◆ Passage shown
· · · · ·

Mindanao Times

The Unfairness of Family Favoritism

- EVELYN PAJARON

HOW do you make each child in the family feel uniquely loved and special without prefering one over the other? How can one overcome a parent’s affinity and affection for one child over another child? This is one of the many balancing acts in parenting, the difficulty of which is compounded with each additional child or children with special needs. Today’s story speaks of the importance of not playing favorites.

In last week’s article, Isaac and Rebekah’s love story and marriage started out well. But they had to wait 20 years before they were finally granted fraternal twins, Esau (“hairy”) and Jacob (“one who grasps the heel”, meaning deceptive behavior). As both grew, their difference­s became more apparent. Esau was a skillful hunter who roamed the open country, while smooth-skinned Jacob was a quiet man and a homebody. The critical point of the story is in Gen. 25:28: “Isaac loved Esau, but Rebekah loved Jacob.” There are important lessons we can gather from their story (Gen. 25:19-34; 27-28:9).

Parental favoritism of children creates division in the home. Isaac liked to eat the tasty hunted meat of Esau, while Rebekah liked having a reliable son helping with domestic duties. Rebekah devised a scheme so Jacob gets Isaac’s blessing meant for Esau.

· · · · ·

◆ Material provided
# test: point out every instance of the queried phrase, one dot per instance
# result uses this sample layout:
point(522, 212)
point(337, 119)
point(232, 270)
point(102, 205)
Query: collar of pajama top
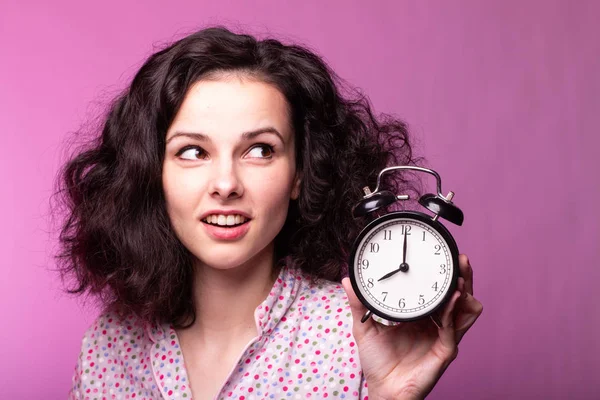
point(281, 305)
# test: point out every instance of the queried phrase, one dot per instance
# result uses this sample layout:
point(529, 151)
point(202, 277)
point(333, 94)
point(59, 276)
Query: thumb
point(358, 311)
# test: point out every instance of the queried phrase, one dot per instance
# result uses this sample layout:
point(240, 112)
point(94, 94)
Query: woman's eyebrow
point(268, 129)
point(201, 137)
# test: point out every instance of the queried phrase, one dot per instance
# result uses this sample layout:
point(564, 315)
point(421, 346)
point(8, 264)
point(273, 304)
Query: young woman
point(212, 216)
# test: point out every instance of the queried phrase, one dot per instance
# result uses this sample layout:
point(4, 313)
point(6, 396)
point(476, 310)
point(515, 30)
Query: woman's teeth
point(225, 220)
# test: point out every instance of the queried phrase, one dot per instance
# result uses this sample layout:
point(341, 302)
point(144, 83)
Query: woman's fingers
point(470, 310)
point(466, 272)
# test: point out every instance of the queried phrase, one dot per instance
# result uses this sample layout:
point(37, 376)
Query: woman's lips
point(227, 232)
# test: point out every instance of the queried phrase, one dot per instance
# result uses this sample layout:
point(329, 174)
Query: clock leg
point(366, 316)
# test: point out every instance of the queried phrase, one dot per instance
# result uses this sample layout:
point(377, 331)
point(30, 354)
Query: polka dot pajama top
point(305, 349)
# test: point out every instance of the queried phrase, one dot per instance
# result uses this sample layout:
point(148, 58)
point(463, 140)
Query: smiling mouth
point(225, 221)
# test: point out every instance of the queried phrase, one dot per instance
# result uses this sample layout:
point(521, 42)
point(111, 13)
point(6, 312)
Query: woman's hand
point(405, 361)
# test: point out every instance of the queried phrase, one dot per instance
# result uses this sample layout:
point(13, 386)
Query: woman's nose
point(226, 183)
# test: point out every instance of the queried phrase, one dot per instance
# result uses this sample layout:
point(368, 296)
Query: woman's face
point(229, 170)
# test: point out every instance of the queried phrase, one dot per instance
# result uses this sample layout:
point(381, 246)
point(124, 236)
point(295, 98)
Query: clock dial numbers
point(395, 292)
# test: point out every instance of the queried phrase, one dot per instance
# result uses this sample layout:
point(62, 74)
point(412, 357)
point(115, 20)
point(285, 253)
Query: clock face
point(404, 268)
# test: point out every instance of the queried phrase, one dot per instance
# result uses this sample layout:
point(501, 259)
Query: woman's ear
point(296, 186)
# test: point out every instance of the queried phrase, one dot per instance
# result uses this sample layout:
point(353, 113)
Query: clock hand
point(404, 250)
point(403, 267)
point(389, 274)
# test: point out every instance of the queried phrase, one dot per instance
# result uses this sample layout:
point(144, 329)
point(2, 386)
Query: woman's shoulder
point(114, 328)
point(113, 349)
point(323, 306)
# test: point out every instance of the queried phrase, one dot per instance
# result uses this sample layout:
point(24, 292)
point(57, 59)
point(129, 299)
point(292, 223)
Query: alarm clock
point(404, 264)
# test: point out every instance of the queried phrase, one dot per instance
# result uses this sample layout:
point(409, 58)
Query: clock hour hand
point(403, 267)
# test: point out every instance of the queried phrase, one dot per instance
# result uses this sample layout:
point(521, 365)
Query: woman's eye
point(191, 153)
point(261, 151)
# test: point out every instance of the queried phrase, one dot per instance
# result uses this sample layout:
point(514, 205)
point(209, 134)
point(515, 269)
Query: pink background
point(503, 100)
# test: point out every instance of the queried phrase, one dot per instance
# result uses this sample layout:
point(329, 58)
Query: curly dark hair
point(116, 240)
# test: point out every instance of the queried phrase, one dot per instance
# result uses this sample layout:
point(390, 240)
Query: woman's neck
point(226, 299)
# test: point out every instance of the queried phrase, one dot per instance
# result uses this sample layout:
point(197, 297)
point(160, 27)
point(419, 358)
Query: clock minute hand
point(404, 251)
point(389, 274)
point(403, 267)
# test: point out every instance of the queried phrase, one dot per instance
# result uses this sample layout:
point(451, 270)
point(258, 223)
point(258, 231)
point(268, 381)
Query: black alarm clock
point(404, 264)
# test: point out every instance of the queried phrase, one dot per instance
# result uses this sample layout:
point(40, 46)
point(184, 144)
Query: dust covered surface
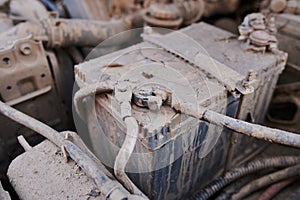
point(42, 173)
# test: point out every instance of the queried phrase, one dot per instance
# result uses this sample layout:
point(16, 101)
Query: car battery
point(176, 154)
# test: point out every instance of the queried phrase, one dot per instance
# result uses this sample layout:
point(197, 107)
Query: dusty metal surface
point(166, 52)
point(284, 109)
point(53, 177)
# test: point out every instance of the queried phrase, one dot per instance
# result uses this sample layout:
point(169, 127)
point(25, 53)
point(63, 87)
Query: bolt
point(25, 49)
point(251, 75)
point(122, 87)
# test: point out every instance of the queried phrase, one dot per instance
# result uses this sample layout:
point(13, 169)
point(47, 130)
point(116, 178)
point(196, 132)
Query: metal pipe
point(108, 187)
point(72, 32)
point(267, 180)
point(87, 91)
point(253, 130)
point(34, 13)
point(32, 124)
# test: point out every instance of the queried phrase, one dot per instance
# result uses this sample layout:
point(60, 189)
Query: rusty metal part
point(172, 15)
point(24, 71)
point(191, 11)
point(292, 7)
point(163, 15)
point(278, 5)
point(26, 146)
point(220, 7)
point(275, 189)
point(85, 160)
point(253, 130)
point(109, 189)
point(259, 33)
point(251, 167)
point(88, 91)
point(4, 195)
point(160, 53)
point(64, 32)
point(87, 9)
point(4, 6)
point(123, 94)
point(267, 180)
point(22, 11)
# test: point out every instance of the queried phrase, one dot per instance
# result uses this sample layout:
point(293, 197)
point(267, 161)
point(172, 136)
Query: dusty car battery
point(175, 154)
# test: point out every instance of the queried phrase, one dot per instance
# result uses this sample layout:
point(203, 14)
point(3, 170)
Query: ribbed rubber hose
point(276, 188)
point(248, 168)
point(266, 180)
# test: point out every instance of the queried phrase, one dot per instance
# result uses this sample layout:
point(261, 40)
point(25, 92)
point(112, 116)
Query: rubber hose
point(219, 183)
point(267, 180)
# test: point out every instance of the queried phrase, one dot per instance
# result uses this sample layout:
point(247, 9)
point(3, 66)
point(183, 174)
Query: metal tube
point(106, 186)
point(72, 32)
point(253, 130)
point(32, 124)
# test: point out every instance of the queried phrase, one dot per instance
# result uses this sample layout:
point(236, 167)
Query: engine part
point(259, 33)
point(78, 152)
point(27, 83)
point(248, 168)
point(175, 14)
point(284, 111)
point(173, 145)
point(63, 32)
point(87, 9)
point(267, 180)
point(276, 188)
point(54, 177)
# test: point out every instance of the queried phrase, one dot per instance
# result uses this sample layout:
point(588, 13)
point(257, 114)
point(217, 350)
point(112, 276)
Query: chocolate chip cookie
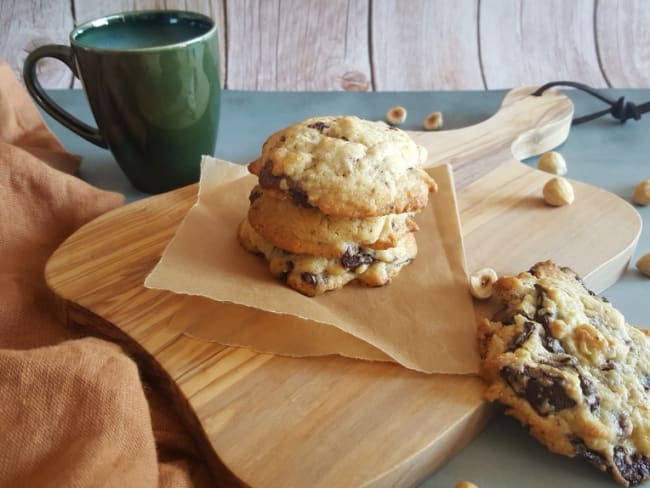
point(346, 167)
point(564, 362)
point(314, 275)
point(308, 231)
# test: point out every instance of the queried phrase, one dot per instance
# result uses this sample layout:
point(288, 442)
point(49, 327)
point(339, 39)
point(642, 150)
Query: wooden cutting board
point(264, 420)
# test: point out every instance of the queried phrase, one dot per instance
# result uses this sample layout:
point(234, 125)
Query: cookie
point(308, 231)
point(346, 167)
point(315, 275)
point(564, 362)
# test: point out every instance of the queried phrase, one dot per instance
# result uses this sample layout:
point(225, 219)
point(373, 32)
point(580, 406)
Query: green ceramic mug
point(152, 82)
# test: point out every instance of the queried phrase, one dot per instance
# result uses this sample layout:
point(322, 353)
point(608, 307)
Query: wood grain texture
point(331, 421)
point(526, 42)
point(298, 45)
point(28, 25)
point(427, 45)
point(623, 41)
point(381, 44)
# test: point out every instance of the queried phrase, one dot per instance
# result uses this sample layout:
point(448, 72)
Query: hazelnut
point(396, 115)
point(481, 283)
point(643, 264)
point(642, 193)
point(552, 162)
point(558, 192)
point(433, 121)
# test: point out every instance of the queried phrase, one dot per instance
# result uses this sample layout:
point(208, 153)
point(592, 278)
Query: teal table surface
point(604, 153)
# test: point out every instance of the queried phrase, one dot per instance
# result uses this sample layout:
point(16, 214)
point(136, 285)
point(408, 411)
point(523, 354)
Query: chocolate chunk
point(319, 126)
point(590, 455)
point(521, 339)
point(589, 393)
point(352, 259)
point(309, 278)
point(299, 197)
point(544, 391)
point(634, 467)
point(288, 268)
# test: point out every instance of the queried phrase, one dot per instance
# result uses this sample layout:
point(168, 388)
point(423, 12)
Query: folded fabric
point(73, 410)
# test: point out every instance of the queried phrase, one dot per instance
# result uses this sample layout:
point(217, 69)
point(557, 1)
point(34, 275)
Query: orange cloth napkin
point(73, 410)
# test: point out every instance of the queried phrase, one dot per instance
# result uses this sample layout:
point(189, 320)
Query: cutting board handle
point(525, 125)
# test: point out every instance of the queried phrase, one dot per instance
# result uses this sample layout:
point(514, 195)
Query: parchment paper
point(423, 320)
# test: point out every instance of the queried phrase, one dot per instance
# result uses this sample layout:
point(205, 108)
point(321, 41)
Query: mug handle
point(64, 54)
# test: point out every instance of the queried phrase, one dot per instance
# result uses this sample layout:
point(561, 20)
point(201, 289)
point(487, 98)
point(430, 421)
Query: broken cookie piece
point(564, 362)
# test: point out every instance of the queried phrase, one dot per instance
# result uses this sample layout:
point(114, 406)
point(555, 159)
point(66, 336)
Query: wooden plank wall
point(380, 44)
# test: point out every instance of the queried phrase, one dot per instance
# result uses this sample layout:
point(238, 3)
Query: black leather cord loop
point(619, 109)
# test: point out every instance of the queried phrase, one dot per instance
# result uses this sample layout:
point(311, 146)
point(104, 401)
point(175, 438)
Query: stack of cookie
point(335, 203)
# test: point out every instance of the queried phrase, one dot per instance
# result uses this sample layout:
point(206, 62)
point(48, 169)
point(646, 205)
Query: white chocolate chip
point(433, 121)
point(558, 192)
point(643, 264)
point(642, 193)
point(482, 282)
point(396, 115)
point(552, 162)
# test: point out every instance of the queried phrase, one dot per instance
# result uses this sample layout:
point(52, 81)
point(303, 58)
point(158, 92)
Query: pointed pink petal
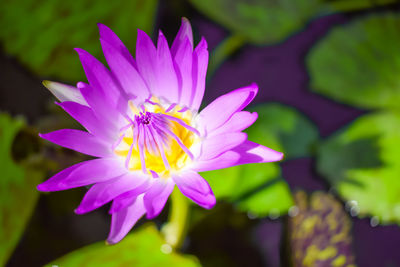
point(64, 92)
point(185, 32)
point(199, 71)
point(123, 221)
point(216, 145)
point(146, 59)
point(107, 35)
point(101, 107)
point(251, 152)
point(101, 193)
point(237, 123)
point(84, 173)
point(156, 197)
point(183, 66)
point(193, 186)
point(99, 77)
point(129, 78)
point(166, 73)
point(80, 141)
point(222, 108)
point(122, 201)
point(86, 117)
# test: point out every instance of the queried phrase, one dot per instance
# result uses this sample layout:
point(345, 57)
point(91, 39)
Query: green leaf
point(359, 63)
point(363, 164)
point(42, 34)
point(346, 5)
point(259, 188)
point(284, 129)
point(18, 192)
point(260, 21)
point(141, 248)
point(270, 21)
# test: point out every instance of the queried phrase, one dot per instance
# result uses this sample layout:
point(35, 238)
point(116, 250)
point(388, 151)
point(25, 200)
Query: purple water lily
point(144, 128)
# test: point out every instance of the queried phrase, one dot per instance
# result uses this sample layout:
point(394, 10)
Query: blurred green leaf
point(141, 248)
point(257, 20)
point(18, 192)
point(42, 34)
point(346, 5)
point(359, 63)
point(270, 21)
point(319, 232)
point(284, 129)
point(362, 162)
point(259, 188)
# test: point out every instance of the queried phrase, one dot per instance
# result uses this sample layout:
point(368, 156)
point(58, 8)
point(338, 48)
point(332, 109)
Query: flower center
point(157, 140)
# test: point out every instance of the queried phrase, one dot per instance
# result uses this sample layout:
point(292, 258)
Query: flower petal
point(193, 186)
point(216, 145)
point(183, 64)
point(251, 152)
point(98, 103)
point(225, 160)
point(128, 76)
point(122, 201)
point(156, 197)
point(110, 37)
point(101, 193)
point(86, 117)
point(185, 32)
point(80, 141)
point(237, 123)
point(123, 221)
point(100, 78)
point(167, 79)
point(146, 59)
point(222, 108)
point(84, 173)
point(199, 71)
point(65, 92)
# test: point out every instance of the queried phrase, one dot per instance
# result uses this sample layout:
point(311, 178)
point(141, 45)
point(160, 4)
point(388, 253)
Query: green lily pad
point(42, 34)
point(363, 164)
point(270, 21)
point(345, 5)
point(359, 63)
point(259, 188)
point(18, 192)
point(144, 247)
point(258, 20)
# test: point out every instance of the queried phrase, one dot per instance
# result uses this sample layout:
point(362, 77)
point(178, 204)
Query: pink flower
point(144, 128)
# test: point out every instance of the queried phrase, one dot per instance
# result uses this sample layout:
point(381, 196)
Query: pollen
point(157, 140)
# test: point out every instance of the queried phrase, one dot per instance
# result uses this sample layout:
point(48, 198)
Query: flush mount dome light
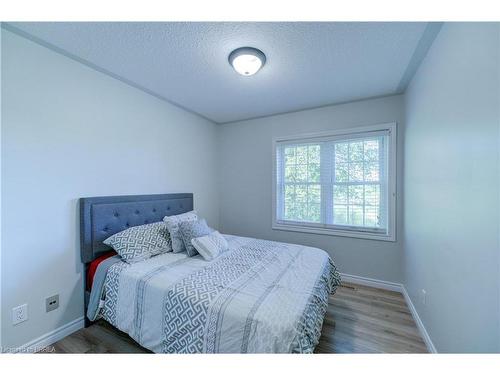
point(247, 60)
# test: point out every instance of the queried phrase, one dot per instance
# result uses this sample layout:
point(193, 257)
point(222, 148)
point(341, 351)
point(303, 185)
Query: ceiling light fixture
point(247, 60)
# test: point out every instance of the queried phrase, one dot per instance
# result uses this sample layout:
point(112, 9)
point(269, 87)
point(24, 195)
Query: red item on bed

· · · · ·

◆ Required work
#1 Answer these questions from the column on family favoritism, one letter per line:
(a) How many years did Isaac and Rebekah wait before the twins were born?
(b) According to Gen. 25:28, which parent loved Jacob?
(c) What did Isaac like to eat?
#2 Carry the column on family favoritism forward from its last sentence, keeping its voice and subject.
The data is not needed for what follows.

◆ Task answers
#1
(a) 20 years
(b) Rebekah
(c) The tasty hunted meat of Esau

#2
Parental favoritism creates family dysfunctio­n, as character flaws of the favored child get overlooked and not dealt with, affecting everyone. Jacob lived up to his name. He stole Esau’s birthright as the eldest with a bowl of stew, and then connived with Rebekah to steal Esau’s blessings. He lied and deceived his father. Rebekah also made excuses for Jacob so he could escape upon hearing Esau’s vow of revenge on Jacob for what he did. Isaac did not coach Esau, who did not have regard for birthright­s or spiritual things, and who chose to marry four Canaanite women who brought grief to them. The parents’ weaknesses became breeding grounds for the children’s character flaws to remain unchecked.

Parental favoritism brings destructio­n of family relationsh­ips. Esau held a grudge against Jacob and planned to kill him for stealing his blessing. Rebekah had to send Jacob away and never saw him again, as she was even outlived by Isaac. Esau married Canaanite women, seeing it was offensive to his parents. What a mess! After many years, Esau and Jacob met and reconciled, having both been blessed with families and wealth, but they lived apart from each other. Their descendant­s, the Edomites and Israelites, had a long history of conflict.

Parental favoritism tends to be carried over to the next generation. Jacob, renamed Israel, did not learn his lesson and also played favorites with his own children. He loved Joseph over his other sons and gave him a multi-colored coat. As a result, the siblings hated Joseph and could not say any kind word to him. They even planned to kill him but instead sold him off to some traders (Gen. 37).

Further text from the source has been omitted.